● **WHAT THIS EXERCISE ASKS**
1. According to the Basil Wrangell biography, where was he born?
2. Pick up the Basil Wrangell biography right after its final sentence and write on from there.

● **GIVEN PASSAGE**
◇ ◇ ◇ ◇

Basil Wrangell (born Basilio Petrovich von Wrangell) was an Italian film and television editor and director who worked in Hollywood from the 1920s through the 1970s.

Biography 
Basil was born at the Russian embassy in Ponte a Moriano, Italy, to Peter von Wrangell and Marussia Sasso-Ruffo. On his father's side, his family line had reportedly served as court attaches of old Russia since 1200 A.D. Basil's brother, George Wrangell, was a society columnist in New York City.

Basil attended the elite Grosvenor School in Nottingham, England, as a young man, until his family lost their wealth during the Russian Revolution. A chance opportunity to serve as an interpreter for Fred Niblo on Ben-Hur led to Basil traveling to America to take an entry-level job in a cutting room at a studio. He ended up becoming a proficient editor, eventually earning the chance to direct shorts and features. For television, he edited many episodes of I Spy, Peyton Place, Combat!, and Adventures in Paradise.

◇ ◇ ◇ ◇

● **RECORD EXCERPTS**

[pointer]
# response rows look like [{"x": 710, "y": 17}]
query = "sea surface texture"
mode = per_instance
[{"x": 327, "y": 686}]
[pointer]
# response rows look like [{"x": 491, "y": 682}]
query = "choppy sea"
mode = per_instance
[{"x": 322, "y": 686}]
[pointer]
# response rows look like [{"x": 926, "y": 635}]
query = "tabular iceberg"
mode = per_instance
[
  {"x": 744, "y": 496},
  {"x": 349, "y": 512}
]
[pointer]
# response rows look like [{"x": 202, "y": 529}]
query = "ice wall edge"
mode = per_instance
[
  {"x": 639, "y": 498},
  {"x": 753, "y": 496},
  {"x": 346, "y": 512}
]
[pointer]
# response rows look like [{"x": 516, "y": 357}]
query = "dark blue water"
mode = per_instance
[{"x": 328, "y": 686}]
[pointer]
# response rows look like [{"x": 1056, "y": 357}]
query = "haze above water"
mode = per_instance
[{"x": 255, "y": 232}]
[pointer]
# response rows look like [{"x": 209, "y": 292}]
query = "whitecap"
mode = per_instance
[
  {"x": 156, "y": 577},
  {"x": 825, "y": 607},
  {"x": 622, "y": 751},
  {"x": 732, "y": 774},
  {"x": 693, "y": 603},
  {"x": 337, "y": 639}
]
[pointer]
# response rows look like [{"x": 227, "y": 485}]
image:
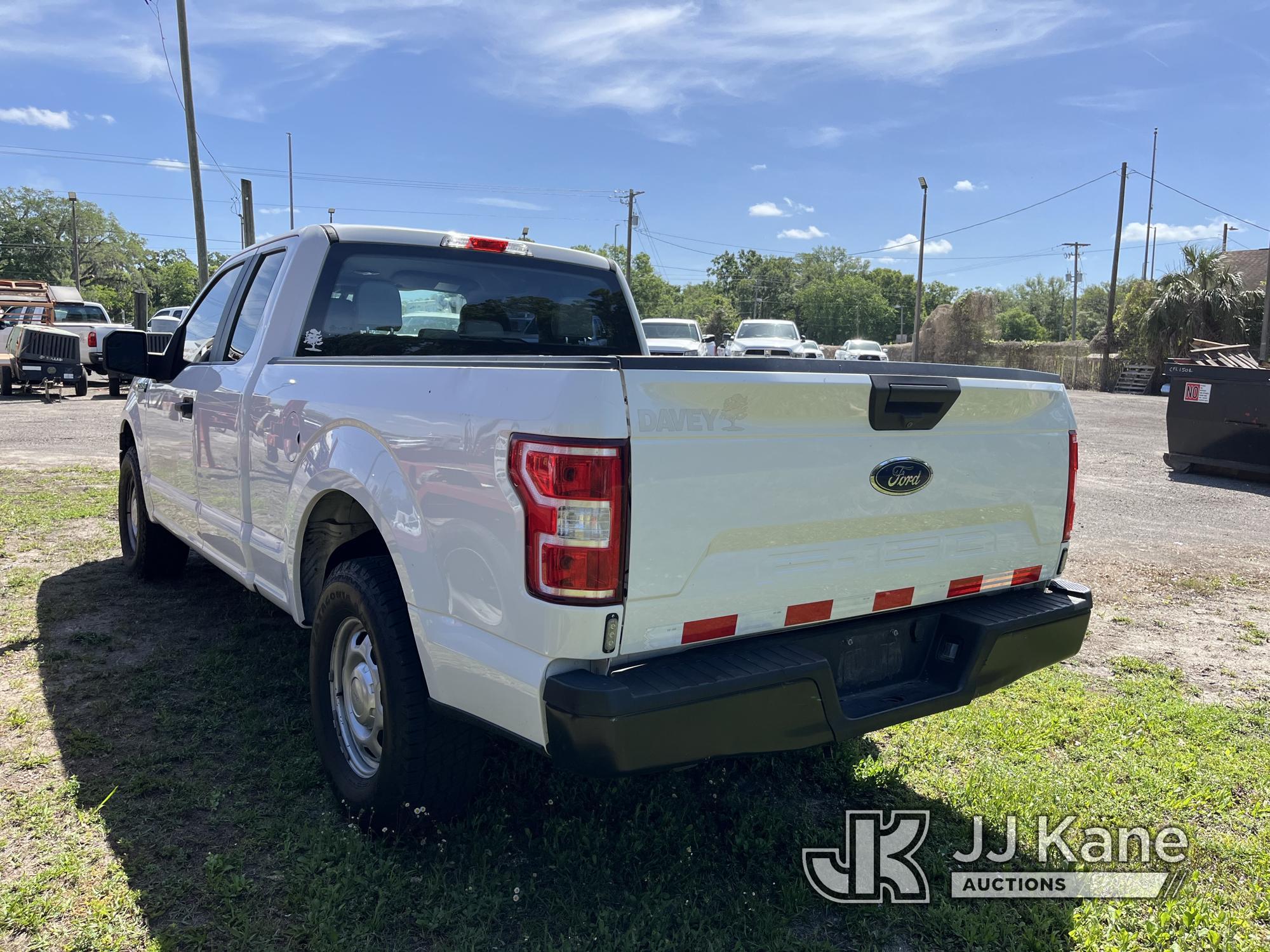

◇ ◇ ◇ ◇

● **PER-TASK ANSWERS**
1. At the Russian embassy in Ponte a Moriano, Italy.

2.
Selected filmography 
As editor:

The Only Way to Spy (1978)
Tobor the Great (1954)
Love Happy (1949)
The Good Earth (1937)
Whipsaw (1935)
Shadow of Doubt (1935)
Hide-Out (1934)
Hips, Hips, Hooray! (1934)
Aggie Appleby, Maker of Men (1933)
Midshipman Jack (1933)
Bed of Roses (1933)
Gabriel Over the White House (1933)
Ladies They Talk About (1933)
Freaks (1932)
Sidewalks of New York (1931)
Min and Bill (1930)
Love in the Rough (1930)
Let Us Be Gay (1930)
The Woman Racket (1930)
Marianne (1929)
The Voice of the City (1929)
All at Sea (1929)
The Cameraman (1928)
The Cardboard Lover (1928)
A Certain Young Man (1928)
The Latest from Paris (1928)
In Old Kentucky (1927)
Twelve Miles Out (1927)
California (1927)

As director:

South Seas Adventure (1958)
Heartaches (1947)
Philo Vance's Gamble (1947)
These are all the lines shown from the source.